■ Problem description ■
Reproduce the material below line for line, changing nothing.

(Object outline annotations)
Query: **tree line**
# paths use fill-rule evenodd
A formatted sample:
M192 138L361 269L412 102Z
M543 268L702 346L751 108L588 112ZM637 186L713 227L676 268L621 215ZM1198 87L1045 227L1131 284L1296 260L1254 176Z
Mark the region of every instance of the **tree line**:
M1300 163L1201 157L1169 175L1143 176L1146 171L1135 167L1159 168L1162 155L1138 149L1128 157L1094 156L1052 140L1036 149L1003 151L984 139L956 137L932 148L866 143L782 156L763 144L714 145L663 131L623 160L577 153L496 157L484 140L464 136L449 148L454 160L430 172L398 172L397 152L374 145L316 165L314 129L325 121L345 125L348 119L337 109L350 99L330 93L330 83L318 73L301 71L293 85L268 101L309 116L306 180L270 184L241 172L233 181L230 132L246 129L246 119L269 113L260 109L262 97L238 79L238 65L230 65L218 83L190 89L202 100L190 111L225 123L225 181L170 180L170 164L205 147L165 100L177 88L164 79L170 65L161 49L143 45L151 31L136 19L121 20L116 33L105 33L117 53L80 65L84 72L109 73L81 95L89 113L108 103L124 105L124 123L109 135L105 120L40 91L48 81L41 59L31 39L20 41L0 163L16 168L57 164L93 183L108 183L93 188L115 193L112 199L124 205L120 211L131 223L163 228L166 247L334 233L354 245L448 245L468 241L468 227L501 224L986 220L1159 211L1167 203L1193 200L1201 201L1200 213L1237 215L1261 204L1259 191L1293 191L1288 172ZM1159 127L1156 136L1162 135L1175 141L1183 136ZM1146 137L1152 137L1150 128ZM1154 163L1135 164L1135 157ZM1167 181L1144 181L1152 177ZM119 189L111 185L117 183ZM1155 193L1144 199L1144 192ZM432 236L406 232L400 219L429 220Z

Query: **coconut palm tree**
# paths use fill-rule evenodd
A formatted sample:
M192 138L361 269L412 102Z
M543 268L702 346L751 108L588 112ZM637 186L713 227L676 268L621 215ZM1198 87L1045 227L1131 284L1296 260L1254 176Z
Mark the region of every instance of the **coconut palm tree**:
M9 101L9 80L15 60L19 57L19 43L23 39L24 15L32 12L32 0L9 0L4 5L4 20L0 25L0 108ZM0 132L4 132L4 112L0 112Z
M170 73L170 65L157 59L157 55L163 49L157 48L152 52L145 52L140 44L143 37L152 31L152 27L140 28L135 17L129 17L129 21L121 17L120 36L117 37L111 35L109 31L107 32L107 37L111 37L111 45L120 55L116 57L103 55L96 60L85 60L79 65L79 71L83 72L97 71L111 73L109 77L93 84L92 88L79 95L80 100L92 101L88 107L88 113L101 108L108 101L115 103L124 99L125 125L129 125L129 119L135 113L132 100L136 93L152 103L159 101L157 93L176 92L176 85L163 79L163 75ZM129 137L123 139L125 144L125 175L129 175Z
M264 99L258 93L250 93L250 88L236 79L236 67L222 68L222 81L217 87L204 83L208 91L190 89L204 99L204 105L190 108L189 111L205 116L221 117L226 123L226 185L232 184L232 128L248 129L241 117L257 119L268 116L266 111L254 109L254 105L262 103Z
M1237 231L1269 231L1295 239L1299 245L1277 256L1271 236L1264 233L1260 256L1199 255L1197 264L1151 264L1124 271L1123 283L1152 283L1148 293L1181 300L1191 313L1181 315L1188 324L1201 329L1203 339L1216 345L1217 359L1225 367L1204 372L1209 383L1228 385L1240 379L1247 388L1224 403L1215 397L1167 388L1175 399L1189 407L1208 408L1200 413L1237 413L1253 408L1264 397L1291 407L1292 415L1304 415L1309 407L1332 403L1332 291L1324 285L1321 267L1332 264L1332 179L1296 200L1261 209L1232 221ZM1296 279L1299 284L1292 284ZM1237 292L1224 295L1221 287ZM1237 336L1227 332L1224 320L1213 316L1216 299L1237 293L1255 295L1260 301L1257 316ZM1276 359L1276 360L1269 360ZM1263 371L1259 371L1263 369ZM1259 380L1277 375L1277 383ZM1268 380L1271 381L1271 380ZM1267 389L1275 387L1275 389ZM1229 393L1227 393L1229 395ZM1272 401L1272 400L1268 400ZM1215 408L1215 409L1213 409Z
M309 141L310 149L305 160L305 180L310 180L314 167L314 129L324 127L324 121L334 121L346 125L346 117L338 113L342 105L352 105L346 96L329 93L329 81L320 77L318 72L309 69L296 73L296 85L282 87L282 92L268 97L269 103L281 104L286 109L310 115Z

■ Task response ■
Query: **tree line**
# paths use fill-rule evenodd
A formatted sample:
M192 138L361 269L412 102Z
M543 268L702 346L751 108L588 112ZM637 186L713 227L676 268L621 215ZM1198 87L1045 227L1131 284L1296 260L1254 176Z
Mark the region of every instance of the **tree line**:
M1300 163L1201 157L1169 175L1143 176L1146 171L1135 167L1159 168L1162 155L1138 149L1128 157L1094 156L1052 140L1036 149L1003 151L984 139L956 137L932 148L866 143L782 156L763 144L714 145L663 131L623 160L577 153L496 157L484 140L464 136L449 148L454 160L430 172L398 172L397 152L374 145L316 165L314 129L325 121L345 125L348 119L337 109L350 99L330 93L330 83L318 73L301 71L293 85L268 101L309 116L306 180L270 184L241 172L233 181L230 132L246 129L246 119L269 113L260 109L262 97L238 79L238 65L230 65L218 83L190 89L202 100L190 111L225 123L225 181L170 180L170 164L205 147L165 100L177 88L164 79L170 65L161 49L143 45L151 31L136 19L121 20L116 33L105 33L117 53L80 65L84 72L109 73L81 95L89 113L108 103L124 105L124 123L109 135L105 120L40 91L48 81L41 59L31 39L20 41L0 163L16 168L57 164L93 183L108 183L93 188L115 193L112 199L124 205L120 211L131 223L163 228L166 247L334 233L354 245L448 245L468 241L468 227L501 224L986 220L1159 211L1167 203L1193 200L1201 201L1200 213L1237 215L1261 204L1259 191L1293 191L1288 172ZM1159 127L1156 136L1162 135L1175 141L1183 136ZM1146 137L1152 137L1150 128ZM1154 163L1135 164L1135 157ZM1167 181L1144 181L1152 177ZM119 189L111 185L117 183ZM1155 193L1144 199L1144 192ZM432 236L406 232L400 219L429 220Z

Query: **coconut palm tree**
# paths use fill-rule evenodd
A formatted sample:
M192 138L361 269L412 102Z
M543 268L702 346L751 108L588 112ZM637 186L713 227L676 268L621 215ZM1198 87L1045 227L1131 284L1296 260L1254 176Z
Mark the region of every instance of the **coconut palm tree**:
M9 101L9 80L15 60L19 57L19 43L23 39L24 15L32 12L32 0L9 0L4 5L4 20L0 25L0 108ZM0 132L4 132L4 112L0 112Z
M170 73L170 65L157 59L157 55L163 49L157 48L152 52L145 52L140 44L143 37L152 31L152 27L140 28L135 17L129 17L129 21L121 17L120 36L117 37L111 35L109 31L107 32L107 37L111 37L111 45L120 55L116 57L103 55L96 60L85 60L79 65L79 71L83 72L97 71L111 73L109 77L93 84L92 88L79 95L80 100L92 101L88 107L88 113L101 108L108 101L115 103L124 99L125 125L129 125L129 119L135 113L132 100L136 93L152 103L159 101L157 93L176 92L176 85L163 79L163 75ZM129 137L123 139L125 144L125 175L129 175Z
M264 99L258 93L250 93L250 88L236 79L236 67L222 68L222 81L217 87L204 83L208 91L190 89L204 99L204 105L190 108L189 111L205 116L221 117L226 123L226 185L232 184L232 128L248 129L241 117L257 119L268 116L266 111L254 109L254 105L262 103Z
M1237 231L1269 231L1295 239L1299 245L1277 256L1271 236L1264 233L1260 256L1199 255L1197 264L1151 264L1124 271L1123 283L1152 283L1148 293L1181 300L1191 313L1181 315L1188 324L1201 329L1203 339L1216 345L1217 359L1225 367L1204 372L1209 383L1228 385L1240 379L1247 388L1224 403L1215 397L1167 388L1175 399L1189 407L1208 408L1200 413L1237 413L1253 408L1264 397L1291 407L1292 415L1304 415L1309 407L1332 403L1332 291L1324 285L1321 267L1332 264L1332 179L1296 200L1261 209L1232 221ZM1296 279L1299 284L1292 284ZM1237 292L1224 295L1221 287ZM1237 336L1227 332L1224 320L1213 316L1216 299L1237 293L1255 295L1260 301L1257 316ZM1276 359L1276 360L1269 360ZM1263 371L1259 371L1263 369ZM1259 380L1277 375L1277 383ZM1268 380L1271 381L1271 380ZM1267 389L1275 387L1275 389ZM1229 393L1227 393L1229 395ZM1272 401L1272 400L1268 400ZM1215 408L1215 409L1213 409Z
M309 141L310 149L305 160L305 180L310 180L314 167L314 129L324 127L324 121L334 121L346 125L346 117L338 113L342 105L352 105L346 96L329 93L329 81L320 77L318 72L309 69L296 73L296 85L282 87L282 92L268 97L269 103L281 104L286 109L310 115Z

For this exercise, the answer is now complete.